Records contained in a dataset:
__________________________________________________
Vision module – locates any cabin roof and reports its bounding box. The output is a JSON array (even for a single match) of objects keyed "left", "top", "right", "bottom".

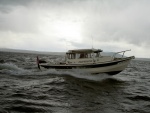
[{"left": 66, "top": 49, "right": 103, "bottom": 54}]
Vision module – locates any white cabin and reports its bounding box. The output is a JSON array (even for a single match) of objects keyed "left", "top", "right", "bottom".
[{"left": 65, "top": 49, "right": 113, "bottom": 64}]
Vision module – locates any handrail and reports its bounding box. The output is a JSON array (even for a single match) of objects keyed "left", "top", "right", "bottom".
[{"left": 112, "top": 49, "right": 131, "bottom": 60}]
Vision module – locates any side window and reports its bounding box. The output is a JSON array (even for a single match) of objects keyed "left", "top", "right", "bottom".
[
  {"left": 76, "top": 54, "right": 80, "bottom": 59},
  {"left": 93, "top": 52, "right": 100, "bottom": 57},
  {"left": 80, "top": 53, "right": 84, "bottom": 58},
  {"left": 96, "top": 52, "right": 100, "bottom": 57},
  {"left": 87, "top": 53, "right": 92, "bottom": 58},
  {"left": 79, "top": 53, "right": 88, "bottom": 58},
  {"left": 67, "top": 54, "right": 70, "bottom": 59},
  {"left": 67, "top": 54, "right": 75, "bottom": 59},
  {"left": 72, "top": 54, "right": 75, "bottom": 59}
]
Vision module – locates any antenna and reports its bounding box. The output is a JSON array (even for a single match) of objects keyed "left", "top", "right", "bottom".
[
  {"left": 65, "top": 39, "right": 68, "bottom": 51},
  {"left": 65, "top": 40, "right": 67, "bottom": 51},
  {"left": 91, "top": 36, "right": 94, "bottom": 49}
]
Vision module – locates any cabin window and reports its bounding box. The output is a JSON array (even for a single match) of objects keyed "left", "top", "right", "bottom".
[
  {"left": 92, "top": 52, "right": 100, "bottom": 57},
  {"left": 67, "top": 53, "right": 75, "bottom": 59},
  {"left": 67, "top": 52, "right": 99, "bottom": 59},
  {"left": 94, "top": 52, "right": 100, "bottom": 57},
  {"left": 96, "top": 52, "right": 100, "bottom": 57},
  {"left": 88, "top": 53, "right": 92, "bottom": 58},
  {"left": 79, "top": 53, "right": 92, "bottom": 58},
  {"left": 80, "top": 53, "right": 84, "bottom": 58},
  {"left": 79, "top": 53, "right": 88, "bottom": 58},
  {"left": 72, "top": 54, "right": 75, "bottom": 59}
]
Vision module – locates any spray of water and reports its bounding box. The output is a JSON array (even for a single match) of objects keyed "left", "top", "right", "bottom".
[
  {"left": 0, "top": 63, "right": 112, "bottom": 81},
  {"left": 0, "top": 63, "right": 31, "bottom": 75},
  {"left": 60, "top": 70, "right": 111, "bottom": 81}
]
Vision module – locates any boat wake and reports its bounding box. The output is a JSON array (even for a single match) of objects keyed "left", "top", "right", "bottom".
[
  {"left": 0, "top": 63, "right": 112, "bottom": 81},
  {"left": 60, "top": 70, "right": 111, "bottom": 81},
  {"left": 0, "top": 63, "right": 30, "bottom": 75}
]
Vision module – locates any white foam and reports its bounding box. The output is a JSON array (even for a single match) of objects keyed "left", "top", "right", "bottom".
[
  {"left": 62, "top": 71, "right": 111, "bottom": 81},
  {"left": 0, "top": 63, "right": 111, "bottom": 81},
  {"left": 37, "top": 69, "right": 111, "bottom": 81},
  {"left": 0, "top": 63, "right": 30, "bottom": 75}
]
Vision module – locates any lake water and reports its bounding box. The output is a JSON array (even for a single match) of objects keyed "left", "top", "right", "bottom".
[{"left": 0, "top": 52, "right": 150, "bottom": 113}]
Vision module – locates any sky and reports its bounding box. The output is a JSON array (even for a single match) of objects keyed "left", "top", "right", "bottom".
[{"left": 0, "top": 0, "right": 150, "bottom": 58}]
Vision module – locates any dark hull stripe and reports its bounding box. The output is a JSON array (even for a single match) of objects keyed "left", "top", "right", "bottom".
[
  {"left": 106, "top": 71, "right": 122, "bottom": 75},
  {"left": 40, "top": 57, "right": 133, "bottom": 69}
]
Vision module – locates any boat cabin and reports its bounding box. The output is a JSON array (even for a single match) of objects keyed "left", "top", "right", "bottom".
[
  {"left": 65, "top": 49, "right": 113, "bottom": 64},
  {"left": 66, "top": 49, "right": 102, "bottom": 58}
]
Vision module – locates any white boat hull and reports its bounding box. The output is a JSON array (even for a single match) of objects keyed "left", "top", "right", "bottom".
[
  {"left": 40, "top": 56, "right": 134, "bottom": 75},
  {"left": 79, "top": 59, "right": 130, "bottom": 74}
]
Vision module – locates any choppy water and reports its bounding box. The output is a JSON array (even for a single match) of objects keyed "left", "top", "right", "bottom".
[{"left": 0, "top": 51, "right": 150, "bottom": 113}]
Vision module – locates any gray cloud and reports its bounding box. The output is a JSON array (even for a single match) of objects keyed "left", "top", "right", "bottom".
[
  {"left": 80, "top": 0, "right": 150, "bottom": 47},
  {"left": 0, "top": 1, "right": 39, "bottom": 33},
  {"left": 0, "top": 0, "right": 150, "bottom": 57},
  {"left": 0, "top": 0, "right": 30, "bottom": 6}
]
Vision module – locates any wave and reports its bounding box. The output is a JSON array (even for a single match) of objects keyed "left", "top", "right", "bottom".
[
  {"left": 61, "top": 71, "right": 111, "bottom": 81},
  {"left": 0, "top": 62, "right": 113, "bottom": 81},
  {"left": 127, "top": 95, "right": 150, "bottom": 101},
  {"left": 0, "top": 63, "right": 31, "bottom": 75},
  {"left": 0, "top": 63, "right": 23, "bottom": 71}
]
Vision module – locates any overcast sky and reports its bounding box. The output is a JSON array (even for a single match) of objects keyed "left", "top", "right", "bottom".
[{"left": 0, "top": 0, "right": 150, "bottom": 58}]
__________________________________________________
Beginning with the line that holds "Vision module – locates any boat cabin" and ending with the last line of the data, copy each line exactly and add nothing.

Vision module – locates any boat cabin and reports its bounding box. The output is a JSON array (even for a single match) of objects keyed "left", "top", "right", "bottom".
[
  {"left": 65, "top": 49, "right": 113, "bottom": 64},
  {"left": 66, "top": 49, "right": 102, "bottom": 58}
]
Vision module – locates any white boat hull and reports its bounding box. The output is a JSON array (even for a single match) of objects keyed "left", "top", "right", "bottom".
[
  {"left": 40, "top": 56, "right": 134, "bottom": 75},
  {"left": 79, "top": 59, "right": 130, "bottom": 74}
]
Vision module – locates any choppy water and reports its bounding box. The output is a JSON array (even for a single match) of objects keyed "left", "top", "right", "bottom".
[{"left": 0, "top": 51, "right": 150, "bottom": 113}]
Vision module – locates any gray cloud and reports its bounding box. The output is a JSON array (even for a single match) of objects keyed "left", "top", "right", "bottom".
[
  {"left": 80, "top": 0, "right": 150, "bottom": 47},
  {"left": 0, "top": 1, "right": 39, "bottom": 33},
  {"left": 0, "top": 0, "right": 150, "bottom": 57},
  {"left": 0, "top": 0, "right": 30, "bottom": 6}
]
Vision module – locates any wave and reports its bounding box. The output is a JSON array (even for a single match) of objects keyed "left", "top", "right", "bottom".
[
  {"left": 61, "top": 71, "right": 111, "bottom": 81},
  {"left": 0, "top": 62, "right": 113, "bottom": 81},
  {"left": 127, "top": 95, "right": 150, "bottom": 101},
  {"left": 0, "top": 63, "right": 31, "bottom": 75},
  {"left": 0, "top": 63, "right": 23, "bottom": 71}
]
Vision module – locates any overcast sky and reports its bounding box. The output is a JSON array (even for a single match) of objects keyed "left", "top", "right", "bottom".
[{"left": 0, "top": 0, "right": 150, "bottom": 58}]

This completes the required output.